* What you need to do *
A. Summarize the report on U.S. radiation levels in two sentences.
B. Write out the part of the report on U.S. radiation levels starting with "Potassium-131, which damages" and going on through "three years later.", keeping every word and mark unchanged.

-- Passage to read follows --

OCEAN CITY, N.J., March 21 (UPI) -- Current declarations that elevated U.S. radiation levels are harmless are premature, says a researcher who studied radiation from the Chernobyl meltdown.
"Chernobyl fallout reached the U.S. atmosphere just nine days after the meltdown, and entered the American diet, Joseph Mangano, an epidemiologist and executive director of the Radiation and Public Health Project, a group of researchers who study radiation health risk, says in a statement. "Medical journal articles show American infants and children suffered from higher rates of infant deaths, leukemia, thyroid cancer, and under-active thyroid glands. Similar studies should be conducted in the U.S. to measure effects of radiation from Japan."
Citing Environmental Protection Agency measurements at 68 locations, Mangano says for six weeks in May-June 1986 following the Chernobyl meltdown, the average level of radioactive Iodine-131 in U.S. milk was nearly six times greater than normal.
Potassium-131, which damages thyroid cells, decays quickly -- with a half life eight days. In Boise, Idaho, and Spokane, Wash., its averages were 28 and 22 times above normal, as rainfall was greatest in the northwest. By July 1986, I-131 levels had returned to normal, Mangano says.
For the same six weeks in spring 1986, the average level of radioactive Cesium-137 in U.S. milk was nearly four times greater than normal, EPA data showed. Cs-137, which damages soft tissues, decays slowly -- half life 30 years -- and the average in Seattle and Spokane, Wash., was 15 and 11 times above normal and Cs-137 levels only returned to normal three years later.

-- Passage to read concluded --
-- Records provided follows --

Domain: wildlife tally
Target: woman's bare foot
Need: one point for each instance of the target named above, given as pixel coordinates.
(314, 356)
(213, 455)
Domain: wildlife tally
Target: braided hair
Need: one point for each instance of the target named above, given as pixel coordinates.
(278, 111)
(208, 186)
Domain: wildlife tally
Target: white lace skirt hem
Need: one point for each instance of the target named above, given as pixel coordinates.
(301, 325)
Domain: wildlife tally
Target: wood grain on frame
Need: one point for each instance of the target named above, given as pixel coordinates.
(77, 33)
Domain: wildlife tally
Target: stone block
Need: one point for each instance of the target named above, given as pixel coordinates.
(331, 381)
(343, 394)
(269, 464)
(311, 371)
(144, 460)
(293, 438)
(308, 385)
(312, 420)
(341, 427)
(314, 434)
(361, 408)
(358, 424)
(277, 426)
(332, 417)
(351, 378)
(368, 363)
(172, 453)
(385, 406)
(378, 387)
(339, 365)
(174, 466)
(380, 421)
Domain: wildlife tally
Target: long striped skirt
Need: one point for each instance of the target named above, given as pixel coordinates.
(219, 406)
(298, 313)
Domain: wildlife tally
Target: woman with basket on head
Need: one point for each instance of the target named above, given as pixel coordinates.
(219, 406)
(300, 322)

-- Records provided concluded --
-- Records provided follows --

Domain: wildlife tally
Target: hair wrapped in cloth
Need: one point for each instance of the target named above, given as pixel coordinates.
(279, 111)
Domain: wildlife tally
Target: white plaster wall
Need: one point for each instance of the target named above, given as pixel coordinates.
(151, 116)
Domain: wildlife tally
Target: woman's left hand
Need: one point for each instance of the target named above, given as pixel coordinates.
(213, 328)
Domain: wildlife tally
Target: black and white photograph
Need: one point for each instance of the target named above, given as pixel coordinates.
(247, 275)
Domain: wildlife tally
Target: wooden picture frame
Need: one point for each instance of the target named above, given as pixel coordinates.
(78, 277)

-- Records provided concluded --

* Solutions for each task *
A. Joseph Mangano, an epidemiologist who studied radiation from the Chernobyl meltdown, says it is premature to declare elevated U.S. radiation levels harmless and calls for U.S. studies to measure effects of radiation from Japan. Citing EPA measurements, he says that for six weeks in May-June 1986 after the meltdown, the average levels of radioactive Iodine-131 and Cesium-137 in U.S. milk were nearly six and four times greater than normal, respectively.

B.
Potassium-131, which damages thyroid cells, decays quickly -- with a half life eight days. In Boise, Idaho, and Spokane, Wash., its averages were 28 and 22 times above normal, as rainfall was greatest in the northwest. By July 1986, I-131 levels had returned to normal, Mangano says.
For the same six weeks in spring 1986, the average level of radioactive Cesium-137 in U.S. milk was nearly four times greater than normal, EPA data showed. Cs-137, which damages soft tissues, decays slowly -- half life 30 years -- and the average in Seattle and Spokane, Wash., was 15 and 11 times above normal and Cs-137 levels only returned to normal three years later.